---------- Records provided ----------

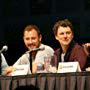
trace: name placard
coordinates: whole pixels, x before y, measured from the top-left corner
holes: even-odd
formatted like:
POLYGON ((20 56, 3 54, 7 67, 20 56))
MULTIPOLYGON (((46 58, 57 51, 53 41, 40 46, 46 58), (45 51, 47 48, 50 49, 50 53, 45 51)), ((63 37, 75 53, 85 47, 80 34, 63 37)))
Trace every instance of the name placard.
POLYGON ((14 70, 11 73, 12 76, 27 75, 29 71, 29 65, 16 65, 13 66, 14 70))
POLYGON ((60 62, 57 73, 81 72, 78 62, 60 62))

----------

- [Your objective] Above are the records; reproduce them exactly and leave out the pictures.

- [Task answer]
trace: name placard
coordinates: whole pixels, x before y, measured from the top-left corner
holes: even-odd
formatted like:
POLYGON ((20 56, 3 54, 7 67, 20 56))
MULTIPOLYGON (((46 58, 57 51, 53 41, 40 46, 46 58), (45 51, 47 48, 50 49, 50 53, 45 51)), ((63 37, 75 53, 85 47, 80 34, 63 37)))
Trace every instance of the name placard.
POLYGON ((14 70, 11 73, 12 76, 27 75, 29 71, 29 65, 16 65, 13 66, 14 70))
POLYGON ((60 62, 57 73, 81 72, 78 62, 60 62))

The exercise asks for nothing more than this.